Object pointing dataset rows:
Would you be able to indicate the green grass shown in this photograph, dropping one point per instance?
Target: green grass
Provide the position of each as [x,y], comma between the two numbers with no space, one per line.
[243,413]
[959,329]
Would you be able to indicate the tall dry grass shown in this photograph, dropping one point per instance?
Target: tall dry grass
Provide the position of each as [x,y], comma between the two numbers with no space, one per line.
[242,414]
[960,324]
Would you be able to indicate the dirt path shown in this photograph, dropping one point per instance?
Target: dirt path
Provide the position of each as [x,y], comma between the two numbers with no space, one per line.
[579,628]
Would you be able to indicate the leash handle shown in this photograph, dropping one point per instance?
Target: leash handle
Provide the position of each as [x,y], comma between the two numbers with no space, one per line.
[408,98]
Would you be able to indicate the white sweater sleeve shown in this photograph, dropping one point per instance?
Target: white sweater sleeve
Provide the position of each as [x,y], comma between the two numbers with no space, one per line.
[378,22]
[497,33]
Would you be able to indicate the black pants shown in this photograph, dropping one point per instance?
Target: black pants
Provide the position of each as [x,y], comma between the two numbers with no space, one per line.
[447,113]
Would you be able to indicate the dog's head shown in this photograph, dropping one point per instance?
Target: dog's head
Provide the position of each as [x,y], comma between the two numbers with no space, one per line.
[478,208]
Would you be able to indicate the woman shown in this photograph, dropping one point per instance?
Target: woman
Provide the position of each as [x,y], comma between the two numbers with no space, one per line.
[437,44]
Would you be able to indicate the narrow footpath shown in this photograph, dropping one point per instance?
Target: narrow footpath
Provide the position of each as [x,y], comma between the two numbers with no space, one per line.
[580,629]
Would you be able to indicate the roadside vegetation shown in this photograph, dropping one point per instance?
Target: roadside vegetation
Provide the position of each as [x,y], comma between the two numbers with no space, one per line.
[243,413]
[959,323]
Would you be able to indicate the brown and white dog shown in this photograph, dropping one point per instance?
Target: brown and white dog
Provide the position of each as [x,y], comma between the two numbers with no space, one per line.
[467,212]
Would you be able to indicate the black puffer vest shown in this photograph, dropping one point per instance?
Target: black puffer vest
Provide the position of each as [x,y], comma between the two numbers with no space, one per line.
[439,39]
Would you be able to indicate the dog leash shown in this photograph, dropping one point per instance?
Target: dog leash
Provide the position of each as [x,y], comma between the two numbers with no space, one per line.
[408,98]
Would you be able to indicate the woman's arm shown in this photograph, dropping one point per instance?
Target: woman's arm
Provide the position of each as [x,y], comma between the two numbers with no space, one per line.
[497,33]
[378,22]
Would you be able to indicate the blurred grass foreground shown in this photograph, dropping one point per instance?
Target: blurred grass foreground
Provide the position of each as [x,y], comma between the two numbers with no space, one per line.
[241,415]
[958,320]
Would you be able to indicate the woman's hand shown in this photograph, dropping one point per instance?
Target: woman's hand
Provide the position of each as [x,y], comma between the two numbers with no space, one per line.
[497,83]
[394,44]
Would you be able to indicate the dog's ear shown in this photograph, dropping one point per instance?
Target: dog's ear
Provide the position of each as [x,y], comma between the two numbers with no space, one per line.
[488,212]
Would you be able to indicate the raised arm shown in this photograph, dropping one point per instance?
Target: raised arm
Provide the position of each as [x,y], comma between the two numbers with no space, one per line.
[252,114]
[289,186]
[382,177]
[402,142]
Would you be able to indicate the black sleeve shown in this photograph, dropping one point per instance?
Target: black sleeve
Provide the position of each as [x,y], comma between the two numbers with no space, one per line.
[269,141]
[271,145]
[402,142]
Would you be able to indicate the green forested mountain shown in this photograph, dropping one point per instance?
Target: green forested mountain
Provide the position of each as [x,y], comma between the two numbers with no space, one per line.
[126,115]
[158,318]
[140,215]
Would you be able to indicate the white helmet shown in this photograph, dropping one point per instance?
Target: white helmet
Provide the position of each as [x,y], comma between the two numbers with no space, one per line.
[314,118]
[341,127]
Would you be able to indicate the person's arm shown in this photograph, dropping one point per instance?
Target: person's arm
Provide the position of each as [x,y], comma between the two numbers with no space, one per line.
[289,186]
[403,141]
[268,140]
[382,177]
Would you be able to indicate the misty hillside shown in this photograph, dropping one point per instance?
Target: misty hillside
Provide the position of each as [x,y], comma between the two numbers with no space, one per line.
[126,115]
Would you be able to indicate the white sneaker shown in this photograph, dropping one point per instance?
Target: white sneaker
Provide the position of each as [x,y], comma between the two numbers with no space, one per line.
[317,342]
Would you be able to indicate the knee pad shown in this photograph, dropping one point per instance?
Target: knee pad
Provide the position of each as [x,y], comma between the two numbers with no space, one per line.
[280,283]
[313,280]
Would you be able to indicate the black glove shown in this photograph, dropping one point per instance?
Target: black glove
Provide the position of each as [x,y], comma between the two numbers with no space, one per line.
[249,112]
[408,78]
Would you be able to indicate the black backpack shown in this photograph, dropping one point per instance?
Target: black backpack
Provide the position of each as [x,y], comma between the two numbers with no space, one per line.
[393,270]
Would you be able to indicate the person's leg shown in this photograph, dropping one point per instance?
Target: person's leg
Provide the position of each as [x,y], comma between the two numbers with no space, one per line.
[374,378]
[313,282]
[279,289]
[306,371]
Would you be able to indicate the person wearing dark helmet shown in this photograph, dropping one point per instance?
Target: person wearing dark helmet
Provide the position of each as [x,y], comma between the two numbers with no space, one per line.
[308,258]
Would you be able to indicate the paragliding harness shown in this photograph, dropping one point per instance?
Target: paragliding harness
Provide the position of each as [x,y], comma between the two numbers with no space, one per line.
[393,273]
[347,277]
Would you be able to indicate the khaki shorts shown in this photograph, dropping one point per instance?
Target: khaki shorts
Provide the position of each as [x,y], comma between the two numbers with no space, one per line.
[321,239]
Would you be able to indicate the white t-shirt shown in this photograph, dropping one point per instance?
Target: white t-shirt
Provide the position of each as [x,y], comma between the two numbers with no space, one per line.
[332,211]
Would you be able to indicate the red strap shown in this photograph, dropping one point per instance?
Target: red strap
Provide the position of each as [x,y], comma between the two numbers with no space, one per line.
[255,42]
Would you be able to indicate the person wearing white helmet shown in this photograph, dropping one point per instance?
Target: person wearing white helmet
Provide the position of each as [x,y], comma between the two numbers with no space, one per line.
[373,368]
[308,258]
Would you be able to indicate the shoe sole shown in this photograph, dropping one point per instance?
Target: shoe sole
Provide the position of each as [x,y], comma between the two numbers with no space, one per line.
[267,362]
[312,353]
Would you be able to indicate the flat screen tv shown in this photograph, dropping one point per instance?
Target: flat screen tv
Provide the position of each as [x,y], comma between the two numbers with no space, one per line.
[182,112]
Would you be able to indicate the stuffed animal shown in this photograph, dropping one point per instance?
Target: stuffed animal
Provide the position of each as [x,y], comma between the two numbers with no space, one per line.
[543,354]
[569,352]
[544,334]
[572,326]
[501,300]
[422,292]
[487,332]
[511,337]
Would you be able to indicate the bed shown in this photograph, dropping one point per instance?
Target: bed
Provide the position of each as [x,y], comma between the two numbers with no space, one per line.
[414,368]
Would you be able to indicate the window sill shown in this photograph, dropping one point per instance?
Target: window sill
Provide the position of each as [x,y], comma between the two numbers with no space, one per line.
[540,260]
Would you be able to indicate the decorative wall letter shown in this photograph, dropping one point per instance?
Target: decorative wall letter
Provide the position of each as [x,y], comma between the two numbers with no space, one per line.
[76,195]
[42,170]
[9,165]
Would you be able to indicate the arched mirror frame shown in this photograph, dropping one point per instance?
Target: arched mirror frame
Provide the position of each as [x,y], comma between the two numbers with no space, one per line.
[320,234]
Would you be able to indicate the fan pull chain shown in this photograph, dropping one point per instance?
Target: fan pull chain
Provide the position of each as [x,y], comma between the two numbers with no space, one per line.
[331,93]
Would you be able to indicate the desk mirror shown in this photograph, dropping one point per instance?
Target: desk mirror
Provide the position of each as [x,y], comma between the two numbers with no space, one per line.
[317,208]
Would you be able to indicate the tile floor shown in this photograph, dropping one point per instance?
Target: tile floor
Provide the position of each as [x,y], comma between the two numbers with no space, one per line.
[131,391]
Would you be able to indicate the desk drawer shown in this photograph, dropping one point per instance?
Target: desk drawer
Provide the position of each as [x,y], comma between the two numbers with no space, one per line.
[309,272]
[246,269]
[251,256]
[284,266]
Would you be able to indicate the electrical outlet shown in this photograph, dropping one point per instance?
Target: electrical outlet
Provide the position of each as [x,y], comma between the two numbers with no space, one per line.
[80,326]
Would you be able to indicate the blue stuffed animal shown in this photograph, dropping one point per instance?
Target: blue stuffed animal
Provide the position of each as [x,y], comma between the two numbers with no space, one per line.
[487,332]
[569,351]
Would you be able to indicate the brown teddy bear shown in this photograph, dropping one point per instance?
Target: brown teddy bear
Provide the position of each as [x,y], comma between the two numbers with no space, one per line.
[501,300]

## Required work
The required output is the exact sequence of lines from the one containing "Would you be able to indicate the electrical" through the end of the listing, both endpoints included.

## Worked answer
Would you be able to indicate the electrical outlet shown in this photograph, dropping one point per instance?
Target: electrical outlet
Provide the position of each as [x,y], comma between the two numbers with no space, one per line.
[80,326]
Would you be able to indicate the blue stuffed animal shown in this photograph, dropping one point per instance?
Target: blue stuffed animal
Provide the position of each as [x,y], comma between the two numbers with no space, one per line.
[487,332]
[569,351]
Would you be able to indicate the brown teddy bear shown in this photograph, dropping one point per instance?
Target: brown teddy bear
Provide the position of each as [x,y], comma between the two numbers with no space, one per line.
[501,300]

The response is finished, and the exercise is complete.